### ASSIGNMENT
Copy word for word the passage of the article below on doctors who kill, starting with the words containing "Between 1978 and" and ending with "under his care.".

### EXTRACTED TEXT
A second year medical student at Boston University, Phillip Markoff, was charged with murdering a woman at a luxury Boston hotel. Allegedly, Markoff met the woman after answering her ad for “masseuse services” in Craigslist. When a physician (or student doctor) is charged with murder, the public is doubly shocked. The public empowers physicians to use lethal compounds and knives to “do good.” Physicians are also obligated to “Do no harm.” The public should be shocked when doctors abuse that trust.

But some doctors, like the rest of humanity, do kill.

Remember the explosive laden jeep that was driven into a Glasgow, Scotland airport in 2007. Bilal Abdulla, a British-Iraqi doctor was convicted of conspiracy to murder and conspiracy to cause explosions. His defense: he did not intend to kill. He only wanted to frighten people by setting off explosions. Dr. Abdulla was employed by the British National Health Service.

Probably the most bizarre story is the fifteen year saga of Michael Swango.

Between 1978 and 1983, Michael Swango, studied medicine at Southern Illinois University. His classmates nicknamed him “Double –O Swango- licensed to kill”. The reason: patients were more likely to die under his care.

Swango worked as a surgical intern at Ohio State University Medical School. There, in 1984, an elderly patient suffered a respiratory arrest, accusing Swango of injecting a compound into her IV line that paralyzed her. The patient’s roommate and a student nurse confirmed the story. A subsequent investigation exonerated Swango (dismissing the report of the patient as delusional and the student nurse as unreliable). The University decided not to accept Swango as a resident after his internship ended in June.

Swango then worked as a paramedic in Illinois. Several months later, after a series of suspicious incidents in which his fellow employees developed gastro-intestinal symptoms, Swango was arrested and charged with attempted poisoning (aggravated battery). Following his felony conviction, he was sentenced to five years in prison, of which he served two. Both the Ohio and Illinois Medical Boards suspended Swango’s medical licenses.

In 1992, Swango resurfaced in an Internal Medicine residency program at the University of South Dakota after his release from prison. He explained his felony conviction as false allegations made by jealous co-workers. More importantly, Ohio State refused to release any information about Swango unless both Swango and the University of South Dakota executed hold-harmless agreements in favor of Ohio State. The investigation was not pursued.

When University of South Dakota learned of Swango’s true history, he was dismissed from the residency program. Swango resurfaced in yet another residency program, Stony Brook in New York. When the issue of his conviction in Illinois arose, Swango “explained” that he was involved in a barroom brawl and “took the fall” for others. In addition, he produced a forged document showing he had been pardoned. As soon as his real past was discovered, he was fired, and Dr. Jordan Cohen, then dean of the medical school, sent a letter to every dean of every medical school in the country alerting them of Swango’s past. His goal was to prevent further potential harm. Swango was eventually charged with fraud. Ultimately, he was charged with murder of three patients at a VA Hospital in New York in 1993. He pled guilty and was sentenced to life imprisonment without parole. He then confessed to yet a fourth murder.

Interestingly, the trail of death might have ended years earlier had our legal system been a tad different. Ohio State did not want to fully disclose all details of Swango’s past unless an agreement was signed absolving Ohio State of potential liability for its candor. Dr. Jordan Cohen at Stoney Brook took a risk by notifying program directors across the country. Perhaps Dr. Cohen can rest comfortably given that Swango is in prison and is unlikely to claim that the disclosure harmed his career as a budding doctor.

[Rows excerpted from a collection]
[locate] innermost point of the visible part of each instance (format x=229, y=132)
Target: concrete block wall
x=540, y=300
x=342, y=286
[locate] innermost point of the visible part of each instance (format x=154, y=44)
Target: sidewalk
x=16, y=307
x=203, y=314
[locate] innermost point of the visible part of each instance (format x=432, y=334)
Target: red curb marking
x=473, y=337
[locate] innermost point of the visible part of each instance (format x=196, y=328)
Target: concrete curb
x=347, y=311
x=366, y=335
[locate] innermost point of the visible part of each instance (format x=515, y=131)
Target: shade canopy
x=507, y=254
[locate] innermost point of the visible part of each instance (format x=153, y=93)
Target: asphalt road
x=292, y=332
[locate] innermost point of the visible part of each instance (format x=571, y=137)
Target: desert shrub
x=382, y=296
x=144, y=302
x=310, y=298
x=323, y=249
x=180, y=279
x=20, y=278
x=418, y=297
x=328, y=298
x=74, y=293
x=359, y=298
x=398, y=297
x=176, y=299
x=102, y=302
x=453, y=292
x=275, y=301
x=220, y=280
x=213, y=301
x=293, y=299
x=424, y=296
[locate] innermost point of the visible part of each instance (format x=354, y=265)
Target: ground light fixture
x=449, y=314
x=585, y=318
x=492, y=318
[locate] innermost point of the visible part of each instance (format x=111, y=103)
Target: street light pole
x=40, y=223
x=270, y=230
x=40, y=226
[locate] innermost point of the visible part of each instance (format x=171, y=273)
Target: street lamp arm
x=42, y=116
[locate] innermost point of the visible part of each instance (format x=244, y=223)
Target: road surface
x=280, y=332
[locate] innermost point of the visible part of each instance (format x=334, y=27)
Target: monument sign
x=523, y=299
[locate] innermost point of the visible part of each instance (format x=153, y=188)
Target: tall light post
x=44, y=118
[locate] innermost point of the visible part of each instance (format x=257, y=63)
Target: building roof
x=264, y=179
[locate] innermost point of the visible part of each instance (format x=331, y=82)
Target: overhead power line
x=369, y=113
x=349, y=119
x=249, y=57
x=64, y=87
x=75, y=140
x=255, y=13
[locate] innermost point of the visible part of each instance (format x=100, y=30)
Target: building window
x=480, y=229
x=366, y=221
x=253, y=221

### RESULT OF THIS TASK
Between 1978 and 1983, Michael Swango, studied medicine at Southern Illinois University. His classmates nicknamed him “Double –O Swango- licensed to kill”. The reason: patients were more likely to die under his care.